**Exercise**: Rewrite the stretch of the records from the line containing "Can you see the folded" through the line containing "[701, 1222]", putting "tall white candle" in place of "white candle" and keeping everything else the same.
--- START OF Exercise materials ---
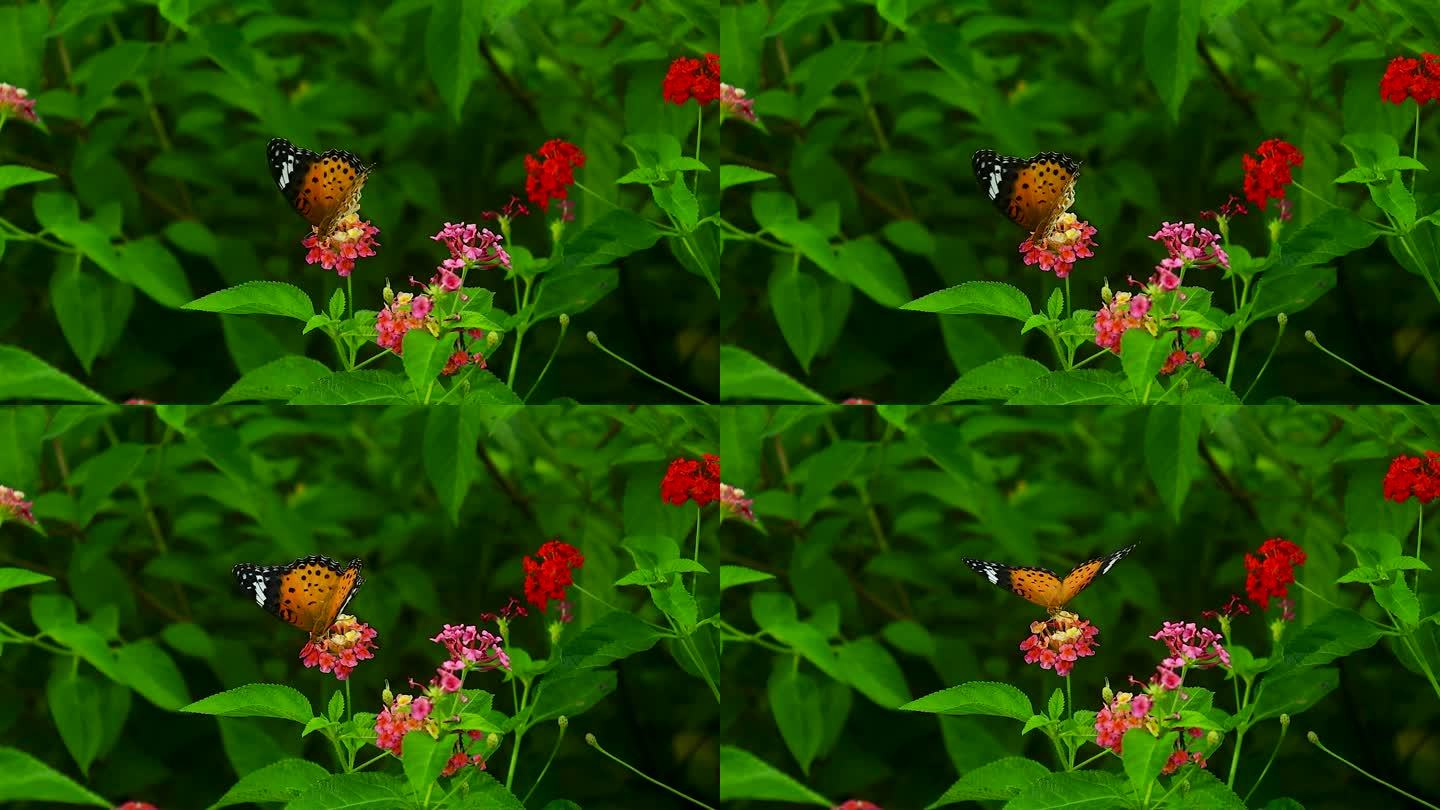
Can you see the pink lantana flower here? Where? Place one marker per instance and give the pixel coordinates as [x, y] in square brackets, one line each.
[352, 239]
[342, 647]
[1070, 242]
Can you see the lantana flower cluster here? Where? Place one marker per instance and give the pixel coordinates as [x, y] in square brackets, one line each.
[1407, 477]
[1411, 78]
[550, 176]
[1070, 241]
[1267, 176]
[1059, 642]
[340, 647]
[550, 572]
[15, 506]
[352, 239]
[693, 78]
[1270, 574]
[691, 480]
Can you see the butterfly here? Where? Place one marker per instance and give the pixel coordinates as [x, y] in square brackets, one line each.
[1033, 193]
[1041, 585]
[323, 188]
[308, 593]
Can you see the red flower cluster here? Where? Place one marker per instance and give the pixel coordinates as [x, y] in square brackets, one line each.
[693, 78]
[691, 480]
[550, 577]
[1411, 78]
[1410, 476]
[1270, 575]
[1059, 642]
[553, 173]
[1267, 177]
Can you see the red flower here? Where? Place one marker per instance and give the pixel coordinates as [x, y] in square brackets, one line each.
[691, 78]
[550, 577]
[1270, 575]
[691, 480]
[1410, 476]
[552, 176]
[1411, 78]
[1267, 177]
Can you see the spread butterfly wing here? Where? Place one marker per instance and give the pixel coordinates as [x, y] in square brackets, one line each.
[321, 188]
[1037, 585]
[1033, 193]
[1083, 574]
[308, 593]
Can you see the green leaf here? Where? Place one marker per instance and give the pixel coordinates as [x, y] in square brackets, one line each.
[81, 313]
[795, 704]
[798, 312]
[730, 575]
[1092, 790]
[1142, 356]
[424, 760]
[282, 378]
[1000, 780]
[869, 267]
[278, 781]
[746, 376]
[1335, 634]
[425, 356]
[255, 701]
[1144, 755]
[746, 776]
[1171, 32]
[736, 175]
[363, 386]
[1329, 235]
[12, 176]
[975, 698]
[997, 379]
[26, 779]
[452, 51]
[20, 577]
[975, 299]
[1085, 386]
[258, 299]
[26, 376]
[1172, 451]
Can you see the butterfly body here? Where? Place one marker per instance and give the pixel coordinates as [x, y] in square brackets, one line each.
[324, 188]
[308, 593]
[1041, 585]
[1033, 193]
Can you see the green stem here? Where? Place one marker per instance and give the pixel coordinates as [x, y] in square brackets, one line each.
[1315, 740]
[595, 339]
[595, 744]
[1360, 371]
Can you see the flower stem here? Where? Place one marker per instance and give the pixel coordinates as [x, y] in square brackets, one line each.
[1362, 372]
[595, 339]
[1315, 740]
[595, 744]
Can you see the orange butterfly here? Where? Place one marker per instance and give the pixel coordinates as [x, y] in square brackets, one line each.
[1033, 193]
[308, 593]
[1041, 585]
[323, 188]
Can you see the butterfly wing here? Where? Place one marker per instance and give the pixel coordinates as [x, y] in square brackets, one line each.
[1083, 574]
[308, 593]
[1038, 585]
[323, 188]
[1033, 193]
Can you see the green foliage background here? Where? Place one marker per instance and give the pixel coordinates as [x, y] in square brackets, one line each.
[873, 110]
[867, 515]
[146, 512]
[156, 121]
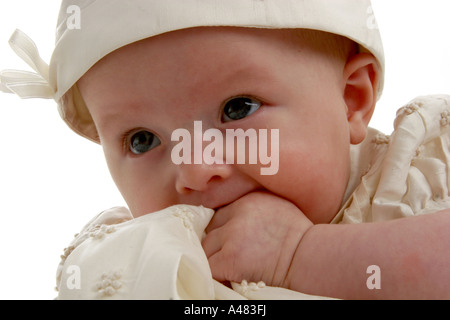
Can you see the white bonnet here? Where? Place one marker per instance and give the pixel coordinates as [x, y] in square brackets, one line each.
[88, 30]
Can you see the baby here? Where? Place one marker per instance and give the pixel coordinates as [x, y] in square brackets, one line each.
[314, 226]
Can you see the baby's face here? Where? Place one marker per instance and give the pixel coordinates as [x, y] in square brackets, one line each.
[223, 78]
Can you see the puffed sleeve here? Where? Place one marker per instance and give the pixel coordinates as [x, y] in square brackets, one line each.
[409, 172]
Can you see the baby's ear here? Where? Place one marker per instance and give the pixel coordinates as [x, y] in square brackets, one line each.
[361, 78]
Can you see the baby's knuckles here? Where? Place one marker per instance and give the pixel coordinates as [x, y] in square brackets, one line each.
[262, 238]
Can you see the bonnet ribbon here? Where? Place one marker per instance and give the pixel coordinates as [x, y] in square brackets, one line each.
[23, 83]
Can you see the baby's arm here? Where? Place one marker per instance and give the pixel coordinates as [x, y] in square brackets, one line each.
[262, 237]
[413, 255]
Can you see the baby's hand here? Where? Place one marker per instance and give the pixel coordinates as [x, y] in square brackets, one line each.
[255, 239]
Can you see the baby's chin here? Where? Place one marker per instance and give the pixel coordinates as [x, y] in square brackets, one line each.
[259, 191]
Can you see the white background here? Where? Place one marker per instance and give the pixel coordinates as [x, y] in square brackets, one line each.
[53, 181]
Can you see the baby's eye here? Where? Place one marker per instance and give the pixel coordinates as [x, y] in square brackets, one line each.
[143, 141]
[239, 108]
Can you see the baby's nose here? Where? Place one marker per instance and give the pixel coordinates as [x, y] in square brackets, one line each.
[198, 177]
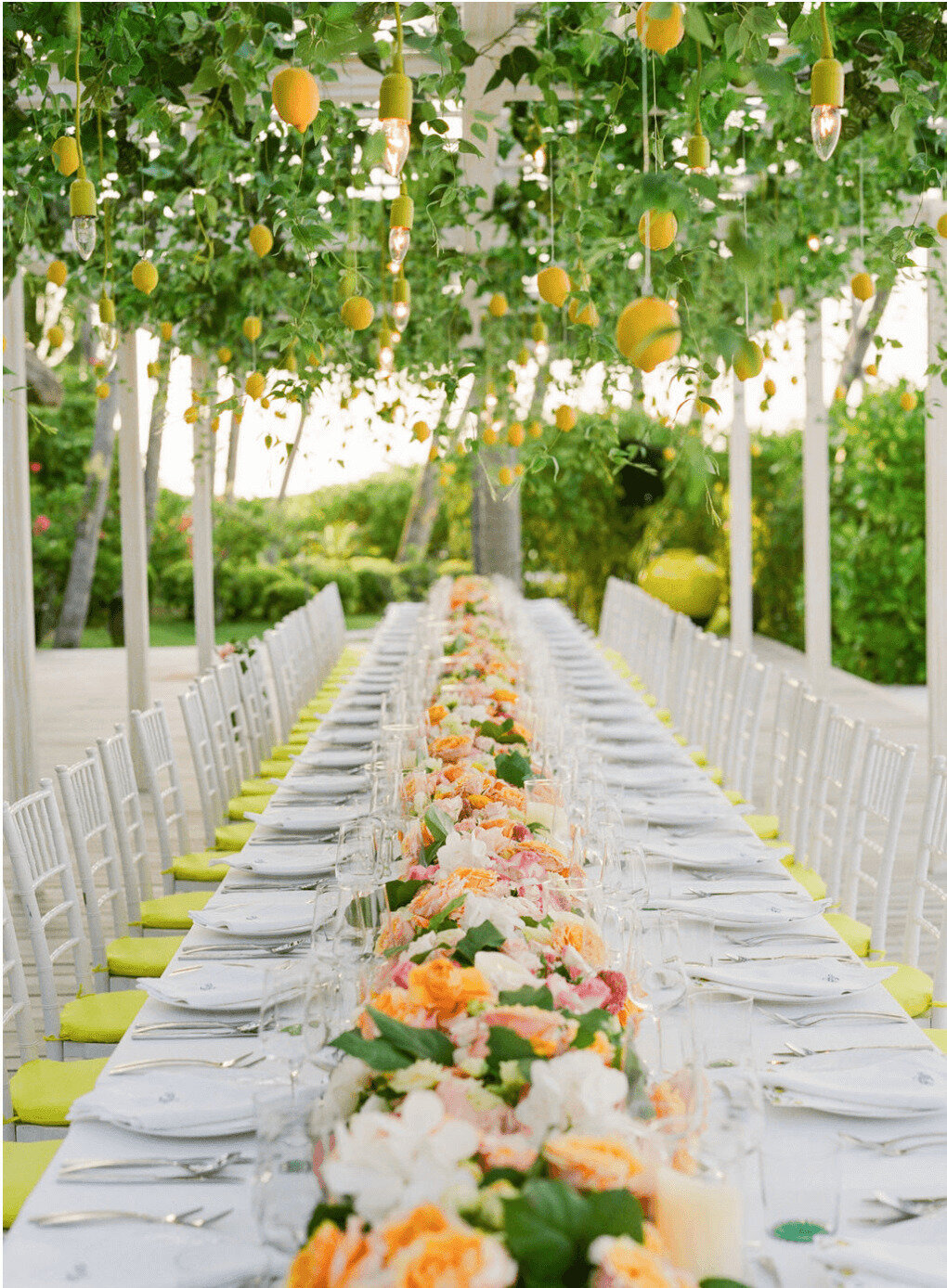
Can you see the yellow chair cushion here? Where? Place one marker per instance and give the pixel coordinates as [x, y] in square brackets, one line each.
[25, 1162]
[233, 836]
[766, 826]
[145, 956]
[856, 934]
[173, 911]
[199, 866]
[910, 986]
[100, 1016]
[811, 882]
[239, 806]
[42, 1091]
[273, 767]
[258, 786]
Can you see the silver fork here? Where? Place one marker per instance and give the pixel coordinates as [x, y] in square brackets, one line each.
[189, 1217]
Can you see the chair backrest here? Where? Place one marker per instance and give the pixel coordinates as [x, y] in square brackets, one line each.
[162, 779]
[875, 829]
[43, 869]
[778, 779]
[930, 863]
[119, 772]
[203, 755]
[100, 877]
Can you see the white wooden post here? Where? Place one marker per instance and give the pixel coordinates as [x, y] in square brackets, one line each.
[135, 553]
[19, 627]
[816, 531]
[202, 530]
[936, 487]
[741, 523]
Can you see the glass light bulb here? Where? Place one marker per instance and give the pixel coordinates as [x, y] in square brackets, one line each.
[398, 242]
[401, 311]
[826, 128]
[397, 142]
[84, 233]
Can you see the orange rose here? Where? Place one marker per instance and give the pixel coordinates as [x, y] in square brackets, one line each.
[591, 1162]
[445, 989]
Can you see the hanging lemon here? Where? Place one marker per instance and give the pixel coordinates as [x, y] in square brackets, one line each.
[145, 276]
[747, 361]
[660, 33]
[657, 229]
[295, 97]
[357, 313]
[553, 285]
[648, 332]
[66, 155]
[863, 286]
[261, 239]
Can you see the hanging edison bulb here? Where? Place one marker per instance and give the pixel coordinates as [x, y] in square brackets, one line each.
[399, 226]
[827, 95]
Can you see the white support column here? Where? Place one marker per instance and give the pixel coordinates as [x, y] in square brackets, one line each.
[19, 629]
[816, 531]
[936, 490]
[202, 530]
[741, 523]
[135, 553]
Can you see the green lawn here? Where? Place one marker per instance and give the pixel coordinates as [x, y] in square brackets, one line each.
[169, 633]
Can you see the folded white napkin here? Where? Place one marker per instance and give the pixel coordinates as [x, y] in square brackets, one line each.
[875, 1079]
[285, 912]
[173, 1101]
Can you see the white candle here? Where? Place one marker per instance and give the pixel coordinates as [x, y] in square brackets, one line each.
[701, 1222]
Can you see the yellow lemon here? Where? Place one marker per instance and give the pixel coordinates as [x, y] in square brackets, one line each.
[357, 313]
[295, 97]
[747, 361]
[261, 239]
[554, 285]
[863, 286]
[648, 332]
[661, 232]
[660, 33]
[66, 155]
[145, 276]
[564, 419]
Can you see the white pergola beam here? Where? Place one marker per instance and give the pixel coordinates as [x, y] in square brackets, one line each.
[816, 522]
[19, 629]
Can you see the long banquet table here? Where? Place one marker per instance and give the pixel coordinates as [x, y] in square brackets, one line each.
[128, 1254]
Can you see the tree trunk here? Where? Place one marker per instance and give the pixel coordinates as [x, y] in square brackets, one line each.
[75, 607]
[419, 521]
[861, 336]
[156, 428]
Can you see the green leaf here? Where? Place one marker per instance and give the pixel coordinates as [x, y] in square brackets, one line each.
[477, 939]
[422, 1043]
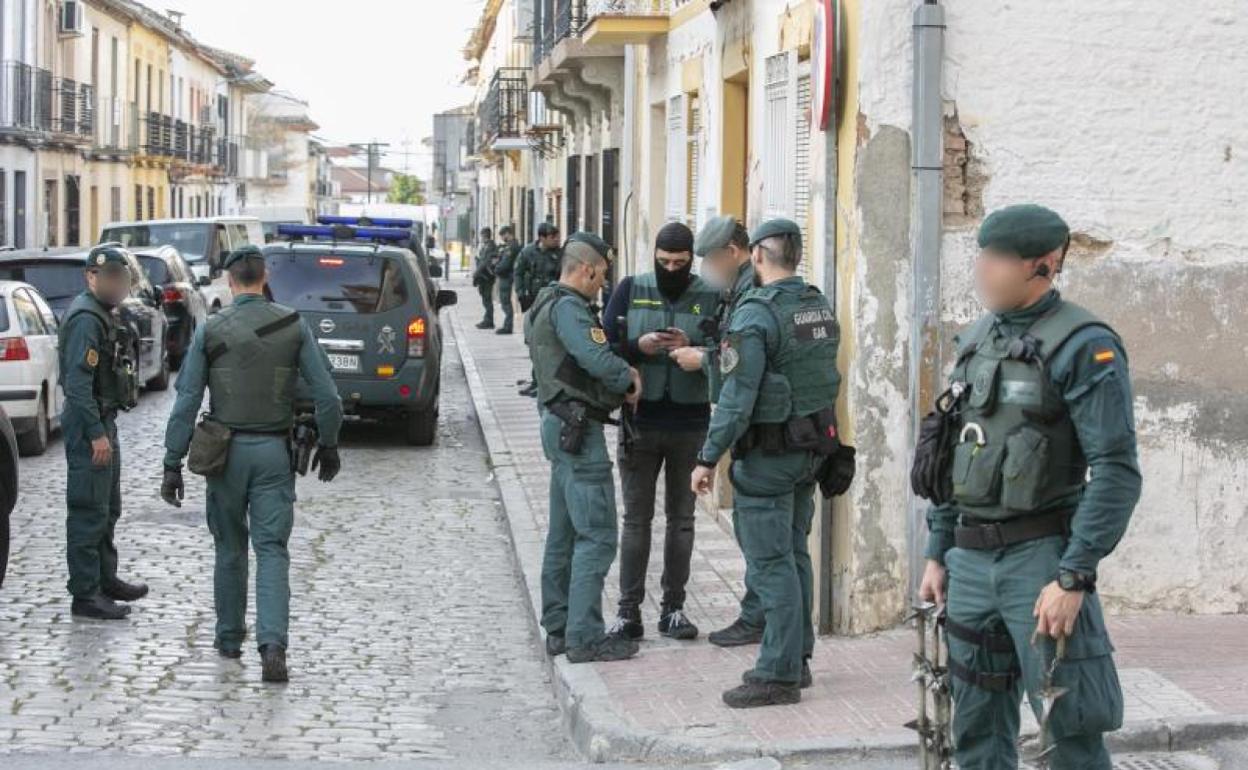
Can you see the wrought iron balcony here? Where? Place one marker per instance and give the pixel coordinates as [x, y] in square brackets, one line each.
[503, 111]
[33, 100]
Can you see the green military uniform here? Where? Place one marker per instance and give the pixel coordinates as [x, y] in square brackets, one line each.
[99, 378]
[483, 278]
[506, 271]
[250, 357]
[714, 235]
[779, 366]
[1045, 479]
[574, 366]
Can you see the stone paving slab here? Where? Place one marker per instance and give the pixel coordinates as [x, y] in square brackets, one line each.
[1182, 675]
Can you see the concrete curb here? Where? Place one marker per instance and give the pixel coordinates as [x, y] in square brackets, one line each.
[600, 734]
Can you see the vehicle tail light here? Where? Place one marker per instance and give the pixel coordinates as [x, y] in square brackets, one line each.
[14, 348]
[416, 338]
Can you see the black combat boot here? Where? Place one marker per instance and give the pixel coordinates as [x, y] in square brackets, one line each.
[761, 694]
[674, 624]
[97, 607]
[272, 659]
[608, 648]
[120, 590]
[738, 634]
[806, 677]
[628, 625]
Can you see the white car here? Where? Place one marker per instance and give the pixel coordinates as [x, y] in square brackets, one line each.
[29, 367]
[204, 242]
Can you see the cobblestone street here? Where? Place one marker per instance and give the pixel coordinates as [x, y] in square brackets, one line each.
[407, 629]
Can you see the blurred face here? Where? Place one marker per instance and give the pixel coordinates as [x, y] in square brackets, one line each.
[1005, 281]
[672, 261]
[719, 267]
[109, 286]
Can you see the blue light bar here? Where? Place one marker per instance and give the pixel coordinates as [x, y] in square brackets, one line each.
[328, 232]
[365, 221]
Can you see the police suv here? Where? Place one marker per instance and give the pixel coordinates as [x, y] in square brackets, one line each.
[370, 302]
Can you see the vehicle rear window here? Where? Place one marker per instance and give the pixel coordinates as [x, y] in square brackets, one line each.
[156, 268]
[337, 283]
[191, 240]
[55, 281]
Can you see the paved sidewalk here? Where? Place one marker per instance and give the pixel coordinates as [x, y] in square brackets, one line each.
[1183, 675]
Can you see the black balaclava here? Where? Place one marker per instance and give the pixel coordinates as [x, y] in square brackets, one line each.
[674, 237]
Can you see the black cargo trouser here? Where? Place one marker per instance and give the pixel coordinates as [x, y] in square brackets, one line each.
[675, 452]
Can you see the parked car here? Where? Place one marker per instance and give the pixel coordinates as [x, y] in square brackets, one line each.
[376, 315]
[59, 275]
[184, 303]
[204, 242]
[29, 367]
[8, 486]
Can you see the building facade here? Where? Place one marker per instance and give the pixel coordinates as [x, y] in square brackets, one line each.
[111, 111]
[639, 112]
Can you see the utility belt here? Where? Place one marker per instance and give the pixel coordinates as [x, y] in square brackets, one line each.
[982, 534]
[811, 433]
[815, 433]
[575, 416]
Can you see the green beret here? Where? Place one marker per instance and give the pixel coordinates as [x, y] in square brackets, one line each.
[1026, 230]
[593, 242]
[715, 233]
[107, 257]
[242, 252]
[775, 227]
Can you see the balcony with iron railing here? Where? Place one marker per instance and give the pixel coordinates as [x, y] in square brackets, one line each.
[503, 112]
[34, 101]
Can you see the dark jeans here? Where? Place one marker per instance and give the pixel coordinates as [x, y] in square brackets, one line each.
[677, 453]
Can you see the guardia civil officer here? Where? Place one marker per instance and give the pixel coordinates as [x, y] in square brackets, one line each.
[508, 253]
[649, 316]
[483, 276]
[250, 356]
[537, 266]
[1045, 477]
[99, 378]
[580, 381]
[724, 247]
[780, 383]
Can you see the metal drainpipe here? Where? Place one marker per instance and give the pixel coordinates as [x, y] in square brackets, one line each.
[929, 155]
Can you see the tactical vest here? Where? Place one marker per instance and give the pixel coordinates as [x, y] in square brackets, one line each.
[252, 351]
[1017, 451]
[649, 311]
[800, 377]
[558, 375]
[116, 376]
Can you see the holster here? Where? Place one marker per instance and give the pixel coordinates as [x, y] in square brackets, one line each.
[575, 424]
[210, 447]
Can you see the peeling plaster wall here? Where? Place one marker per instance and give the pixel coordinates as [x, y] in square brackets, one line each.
[1120, 116]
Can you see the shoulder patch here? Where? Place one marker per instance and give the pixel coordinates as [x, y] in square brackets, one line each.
[728, 356]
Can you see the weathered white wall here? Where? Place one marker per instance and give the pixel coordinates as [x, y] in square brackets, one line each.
[1126, 117]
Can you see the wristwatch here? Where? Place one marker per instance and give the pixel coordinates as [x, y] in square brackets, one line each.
[1068, 579]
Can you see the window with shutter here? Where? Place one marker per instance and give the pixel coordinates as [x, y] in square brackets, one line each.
[677, 147]
[776, 135]
[801, 172]
[693, 161]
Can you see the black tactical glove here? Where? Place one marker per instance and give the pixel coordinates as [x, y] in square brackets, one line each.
[171, 488]
[327, 461]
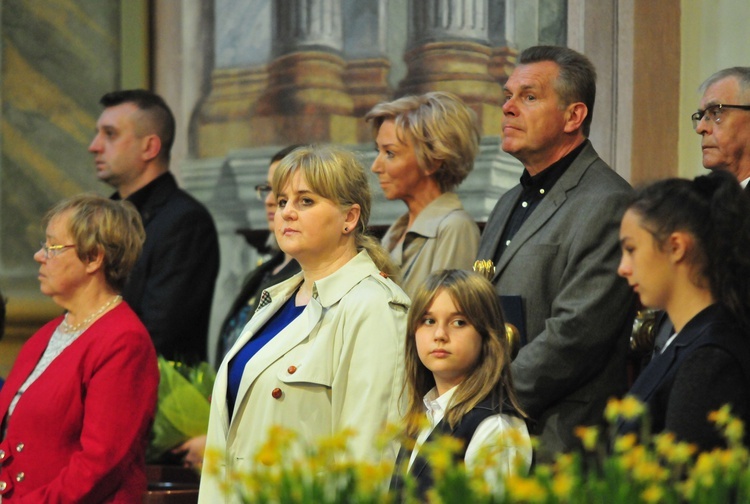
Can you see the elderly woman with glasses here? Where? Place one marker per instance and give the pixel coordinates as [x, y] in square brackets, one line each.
[426, 147]
[78, 403]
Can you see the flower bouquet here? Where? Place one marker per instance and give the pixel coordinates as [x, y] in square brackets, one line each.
[183, 405]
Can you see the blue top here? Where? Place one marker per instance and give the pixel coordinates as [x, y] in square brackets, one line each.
[274, 326]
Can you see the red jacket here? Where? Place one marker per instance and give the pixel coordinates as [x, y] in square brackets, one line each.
[79, 432]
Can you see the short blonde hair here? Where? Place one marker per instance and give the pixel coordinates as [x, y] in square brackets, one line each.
[441, 128]
[337, 175]
[114, 227]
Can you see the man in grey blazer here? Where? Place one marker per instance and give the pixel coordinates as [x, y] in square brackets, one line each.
[554, 242]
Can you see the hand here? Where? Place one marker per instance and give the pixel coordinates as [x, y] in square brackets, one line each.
[192, 451]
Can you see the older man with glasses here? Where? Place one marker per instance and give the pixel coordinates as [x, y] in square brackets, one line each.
[723, 121]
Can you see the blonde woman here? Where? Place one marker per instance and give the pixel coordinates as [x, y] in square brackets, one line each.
[426, 147]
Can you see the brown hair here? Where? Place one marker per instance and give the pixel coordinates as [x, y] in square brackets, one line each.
[441, 128]
[114, 227]
[475, 297]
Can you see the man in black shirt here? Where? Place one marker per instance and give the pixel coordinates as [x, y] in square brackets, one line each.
[554, 240]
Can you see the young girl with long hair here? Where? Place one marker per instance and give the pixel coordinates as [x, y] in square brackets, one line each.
[685, 250]
[458, 375]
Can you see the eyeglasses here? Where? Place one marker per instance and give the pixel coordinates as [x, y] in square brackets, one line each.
[714, 113]
[262, 191]
[53, 250]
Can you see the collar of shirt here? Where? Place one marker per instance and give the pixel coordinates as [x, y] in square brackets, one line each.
[540, 184]
[435, 406]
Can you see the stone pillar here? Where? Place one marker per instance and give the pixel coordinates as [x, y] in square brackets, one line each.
[306, 99]
[450, 51]
[240, 53]
[367, 68]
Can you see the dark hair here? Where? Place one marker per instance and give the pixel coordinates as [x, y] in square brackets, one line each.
[160, 117]
[716, 212]
[283, 152]
[577, 79]
[477, 300]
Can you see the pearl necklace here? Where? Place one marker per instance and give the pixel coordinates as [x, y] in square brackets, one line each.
[67, 328]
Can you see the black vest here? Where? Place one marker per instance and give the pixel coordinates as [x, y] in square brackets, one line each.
[420, 469]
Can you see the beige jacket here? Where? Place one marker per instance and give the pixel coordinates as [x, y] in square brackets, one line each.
[442, 236]
[347, 353]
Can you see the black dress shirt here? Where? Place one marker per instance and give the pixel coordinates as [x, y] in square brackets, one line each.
[534, 189]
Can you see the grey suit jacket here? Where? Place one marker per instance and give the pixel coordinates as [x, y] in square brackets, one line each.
[563, 263]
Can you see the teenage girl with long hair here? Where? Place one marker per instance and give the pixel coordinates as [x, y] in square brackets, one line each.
[458, 376]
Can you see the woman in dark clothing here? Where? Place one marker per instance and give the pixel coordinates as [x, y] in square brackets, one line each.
[684, 250]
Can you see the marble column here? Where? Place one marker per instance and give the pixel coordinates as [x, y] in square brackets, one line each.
[449, 50]
[367, 67]
[306, 99]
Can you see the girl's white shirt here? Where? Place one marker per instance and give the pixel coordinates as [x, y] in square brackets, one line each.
[492, 432]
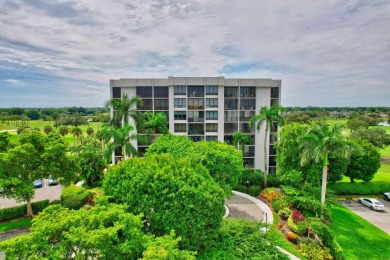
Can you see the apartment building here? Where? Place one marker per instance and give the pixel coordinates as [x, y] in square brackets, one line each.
[208, 108]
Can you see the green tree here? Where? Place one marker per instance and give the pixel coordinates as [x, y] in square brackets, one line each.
--- END OF Exercise materials ---
**Written reply**:
Can you see the folded white napkin here? Where? Place one marker per instance and give the pixel coordinates as [x, y] in square brackets, one line each.
[875, 1079]
[285, 912]
[173, 1101]
Can you see the tall white candle here? Where? Place one marker per instance and give the pixel coordinates as [x, y] in square brackets, one line each.
[701, 1222]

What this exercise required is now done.